Extracted text Start Marker

# Need Help With Market Research



## CritterCountry (May 27, 2011)

*Market Research-Questionnaire-Ontario people only*




I need this to start my own pony business and would really appreciate it if you guys would help me out, thanks

* Market Research Questionnaire For Tiny Tail Pony Services*

Please answer n/a if the question does not apply.

Will will only have ponies 12hh and under. (mainly shetlands/minis for leadline)

__________________________________________________ _______________________________

1) a) Do you have any on-site Pony Ride businesses in your area?

b) Are they successful?

2) In the case that there isn't, would you use one if there was?

3) Have you used a pony ride business in the past?

4) Would you use one again?

5) What was the average cost of the pony ride per half hour/ hour?

6) Would you pay for a photo of the pony ride?

7) What would you expect to pay for said photo?

8) Would you be willing to have your child wear a helmet?

9) Do you own any horses or ponies?

10) Do you keep them at home?

11) What are they used for?

12) Would you board your mini/pony out if you could no longer keep them at your residence or bought one but had nowhere to keep it?

13) Do you think if you had a pregnant mare that you have enough experience to raise a foal on your own?

14) Would you be more comfortable letting someone else raise the foal for you?

15) What would you expect to pay for basic foal training?

16) What would you expect to pay for a month of foal training including board?

17) Would you pay to have someone else back and break your pony for you?

18) What would you expect to pay for a month of training including board?

19) Would you like to introduce your child to horses if they aren't already?

20) Would you pay to have your child gain hands on knowledge and theory taught to them on horse and pony care?

21) What would you expect to pay for a three hour session?

22) Would you like your child to spend 5 hours a day in summer 3-5 days a week, at day camp, learning, playing games and riding ponies?

23) What would you expect to pay for 3 days? 7 Days?

24) How far would you drive for any of these services?

25) What type of product would make you more interested in the business?

26) Do your kids share the same passion for horses/ponies as you do?


----------



## tifflunn (May 31, 2011)

1) a) Do you have any on-site Pony Ride businesses in your area? Some where in the vacinity.

b) Are they successful? Seem to be

2) In the case that there isn't, would you use one if there was? I think one or possible we have 2 not sure if the second one is still in business

3) Have you used a pony ride business in the past? no

4) Would you use one again?

Extracted text End Marker
Dataset records Start Marker

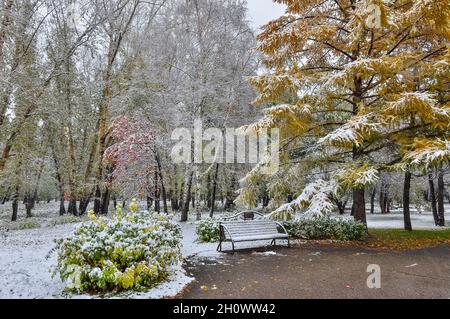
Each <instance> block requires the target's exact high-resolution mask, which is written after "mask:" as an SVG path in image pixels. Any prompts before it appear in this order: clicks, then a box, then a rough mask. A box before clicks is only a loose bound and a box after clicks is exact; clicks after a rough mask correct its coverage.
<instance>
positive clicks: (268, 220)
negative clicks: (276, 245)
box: [217, 211, 290, 254]
mask: <svg viewBox="0 0 450 319" xmlns="http://www.w3.org/2000/svg"><path fill="white" fill-rule="evenodd" d="M259 240H272V242H271V245H276V244H277V240H287V245H288V247H290V240H289V235H288V233H287V231H286V228H284V226H283V225H281V224H280V223H278V222H275V221H271V220H267V219H265V218H264V215H263V214H261V213H259V212H256V211H245V212H240V213H238V214H236V215H234V216H232V217H229V218H226V219H223V221H221V222H220V243H219V246H218V247H217V251H219V252H222V246H223V243H224V242H231V245H232V247H233V254H234V251H235V244H236V243H240V242H250V241H259Z"/></svg>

Dataset records End Marker

= What needs to be done =
Pick up the forum thread on pony business market research from the point where it stops, and keep going in the same style.

= Output of the task =
N/A

5) What was the average cost of the pony ride per half hour/ hour? dont know

6) Would you pay for a photo of the pony ride? I wouldn't have plenty of them here my self- but see people doing this

7) What would you expect to pay for said photo? $5.00?

8) Would you be willing to have your child wear a helmet? always

9) Do you own any horses or ponies? yep

10) Do you keep them at home? Yep

11) What are they used for? Show, fun, pets

12) Would you board your mini/pony out if you could no longer keep them at your residence or bought one but had nowhere to keep it? not sure- its pretty expensive for a mini last time I checked around

13) Do you think if you had a pregnant mare that you have enough experience to raise a foal on your own? well have done three and thats enough for me

14) Would you be more comfortable letting someone else raise the foal for you? no not raise it but maybe foal out?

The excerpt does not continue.